ОТРЫВОК ДЛЯ ЧТЕНИЯ ▸
__________________________________________________
Процесс создания картины был сродни физическому труду. Работая над заразительными ритмами "Танца", Матисс мурлыкал себе под нос танцевальную мелодию. Она возвращала его не к танцующим каталанским рыбакам в Кольюре, а еще дальше - на Монмартр, к мастеровым, кружащимся в вихре танца со своими возлюбленными в "Мулен де ла Галетт". Танцоры вздымались под его кистью на холсте словно огромная стихийная волна, пугая, по словам Пуррмана, "даже самого художника". Ничто не могло мощнее передать образ бьющейся, пульсирующей энергии, чем отсылавший к умершей классической традиции хоровод огромных фигур с их красными мускулистыми телами, цепкими ступнями и острыми ушами сатиров. В этой живописи чувствовался такой же животный взрыв чувств, какой Матисс испытал в двадцать лет, когда мать подарила ему коробку с красками, а он бросился к ним "подобно животному, которое очертя голову бросается к тому, кого любит".
Этот звериный, чувственный аспект и потрясал матиссовских современников больше всего. Они называли "Танец" примитивным, дьявольским, варварским, даже каннибальским, а Матисс лишь повторял, что стремился к гармонии и спокойствию. Противовесом неистовой страстности танцоров должна была стать сосредоточенность героев "Музыки". Над панно он работал одновременно, периодически переключаясь с то взлетавших, то приникавших к земле тел "Танца" к мягко-округлым фигурам "Музыки", выстроившимся в ряд словно ноты. Скрипка, на которой он играл в детстве, по-прежнему была для него дорога, хотя мальчик-скрипач в "Музыке" кажется не более чем посредником, необходимым художнику для выражения своих чувств к этому инструменту (почти через десять лет он использует тот же ход в картине "Скрипач у окна", которая станет очередной важной вехой в его творчестве).
В июне 1910 года Матисс принял решение закрыть свою "Академию". ("Какое облегчение! - признался он другу. - Я относился к ней слишком серьезно".) Преподавание превратилось в тяжелую повинность. Число студентов росло, и слухи о том, что он наживается за счет учеников, множились. Матисс сказал Причарду, что на самом деле большинство студентов скорее нуждаются в "духовной встряске", нежели в его практических советах. Однако это было далеко не так. Его воспитанники сумели усвоить преподанный им изобразительный язык и "заговорить" на нем. Поэтому возвращение на родину выпускников "Академии Матисса" не прошло бесследно для Скандинавии, Соединенных Штатов, Германии и России. Коллекционеры именно этих стран (выходцами из которых в большинстве своем и были матиссовские ученики) еще при жизни Матисса приобрели гораздо больше его работ, нежели соотечественники-французы, англичане и прочие европейцы вместе взятые.
__________________________________________________
РАЗДЕЛ НАБОРА ДАННЫХ ▸
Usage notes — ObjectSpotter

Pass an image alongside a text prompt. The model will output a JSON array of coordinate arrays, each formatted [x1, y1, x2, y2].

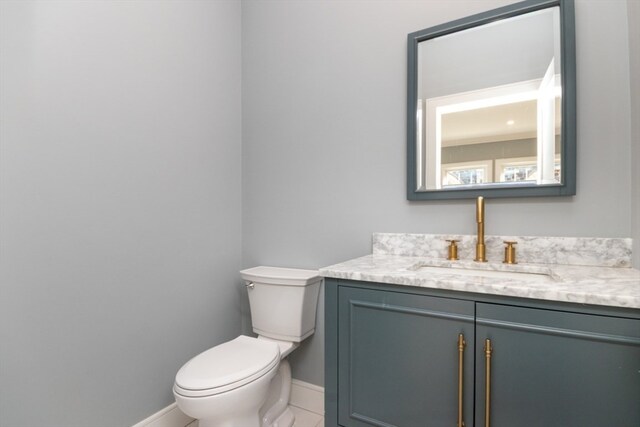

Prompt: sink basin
[[415, 265, 555, 283]]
__________________________________________________
ЗАДАНИЕ ▸
Укажите по отрывку о Матиссе, в каком месяце и году он решил закрыть свою «Академию».

РЕШЁННОЕ ЗАДАНИЕ ▸
В июне 1910 года.